▶ **Text excerpt**
+++

JUSTICE. Relatives of three young victims of Duterte's drug war seek justice in this 2021 photo. From right: Flordeliza Hofer, Aida Sawadjaan, and Nimfa Bacalso with her husband and daughter.

Antonio Manaytay/Rappler

'Good for Duterte. At least he’s being given due process – something my son never got,' says Aida Sawadjaan, mother of a young man killed during the first wave of the bloody war on drugs in 2016

ZAMBOANGA SIBUGAY, Philippines – For nearly a decade, three families in Zamboanga Sibugay who lost their loved ones to the bloody war on drugs in a neighboring province have been fighting an uphill battle for justice, their hopes pinned on the International Criminal Court (ICC) as their legal struggle in a local court moved at a glacial pace.

Their long-awaited moment happened – the arrest of former president Rodrigo Duterte by authorities on Tuesday, March 11, acting on the request of Interpol based on an ICC-issued warrant. The former president was later flown out of the country on board a chartered flight to The Hague in the Netherlands

In 2021, the families, represented by a retired judge from Ipil town in Zamboanga Sibugay, submitted their representations to the ICC after the court asked victims’ families to send in their “views, concerns and expectations.”

Aida Sawadjaan could hardly contain her emotions when she heard the news. “The day has finally come,” she said in Cebuano, her voice trembling with a mixture of disbelief and relief.

At first, she dismissed the news when her daughter told her about Duterte’s arrest upon his arrival from Hong Kong  at the Terminal 3 of the Ninoy Aquino International Airport. 

“I didn’t believe it. But when I read the reports, it was like the sun rose for me after nine years of darkness,” the 59-year-old Sawadjaan said.

Sawadjaan’s son, 19-year-old Anwar, and his two friends – 22-year-old Noel Rey Bacalso and 20-year-old Angelo Hofer – were gunned down by police during the first wave of Duterte’s bloody war on drugs. 

Authorities have claimed it was a drug-related shootout on July 29, 2016, along a highway in Overview village, Liloy town, Zamboanga del Norte near Zamboanga Sibugay.

+++

▶ **Data extract**
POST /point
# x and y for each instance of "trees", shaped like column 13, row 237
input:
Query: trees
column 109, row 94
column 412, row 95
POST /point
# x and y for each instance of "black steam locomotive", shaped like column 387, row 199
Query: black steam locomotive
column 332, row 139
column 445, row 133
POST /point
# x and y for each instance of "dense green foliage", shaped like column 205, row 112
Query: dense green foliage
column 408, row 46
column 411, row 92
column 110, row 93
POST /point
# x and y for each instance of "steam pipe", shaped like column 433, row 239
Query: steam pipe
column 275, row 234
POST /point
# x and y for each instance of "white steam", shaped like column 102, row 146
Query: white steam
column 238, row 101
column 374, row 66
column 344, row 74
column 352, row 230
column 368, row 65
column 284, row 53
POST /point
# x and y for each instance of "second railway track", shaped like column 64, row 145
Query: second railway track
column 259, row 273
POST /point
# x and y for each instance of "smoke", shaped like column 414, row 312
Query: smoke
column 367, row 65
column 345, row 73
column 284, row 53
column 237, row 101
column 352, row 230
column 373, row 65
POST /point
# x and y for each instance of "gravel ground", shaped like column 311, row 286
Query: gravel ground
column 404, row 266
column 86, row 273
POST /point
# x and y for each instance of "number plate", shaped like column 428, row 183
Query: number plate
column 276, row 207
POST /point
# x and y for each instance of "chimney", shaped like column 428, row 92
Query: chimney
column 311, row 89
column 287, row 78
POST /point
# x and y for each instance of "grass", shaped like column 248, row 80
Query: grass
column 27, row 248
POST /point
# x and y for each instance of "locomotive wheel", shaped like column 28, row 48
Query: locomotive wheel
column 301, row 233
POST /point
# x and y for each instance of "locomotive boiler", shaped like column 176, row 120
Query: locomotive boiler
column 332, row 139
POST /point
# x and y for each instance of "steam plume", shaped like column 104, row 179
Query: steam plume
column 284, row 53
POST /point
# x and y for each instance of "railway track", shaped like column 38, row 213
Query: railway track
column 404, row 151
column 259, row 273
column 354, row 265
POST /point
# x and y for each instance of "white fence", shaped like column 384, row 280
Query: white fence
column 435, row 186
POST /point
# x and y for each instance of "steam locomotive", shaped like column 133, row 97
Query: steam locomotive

+++

▶ **Directions**
A) From the article on the drug war victims' families, list the three young men who were killed, each with his age.
B) Summarize the article on the drug war victims' families in two sentences.
C) Answer these questions using the article on the drug war victims' families:
(i) Who represented the families when they sent their submissions to the ICC in 2021?
(ii) From where was Duterte arriving when he was arrested?
(iii) How old is Aida Sawadjaan?

▶ **Answers to the tasks**
A)
Anwar, Aida Sawadjaan's son, 19
Noel Rey Bacalso, 22
Angelo Hofer, 20

B) Three families in Zamboanga Sibugay whose young relatives were gunned down by police in the first wave of Duterte's drug war in 2016 have spent nearly a decade seeking justice, pinning their hopes on the International Criminal Court while their local case moved at a glacial pace. Duterte's arrest on March 11 on an ICC-issued warrant was their long-awaited moment, and Aida Sawadjaan, whose son Anwar was killed with two friends in what authorities claimed was a drug-related shootout, greeted the news with disbelief and relief.

C)
(i) A retired judge from Ipil town in Zamboanga Sibugay
(ii) Hong Kong
(iii) 59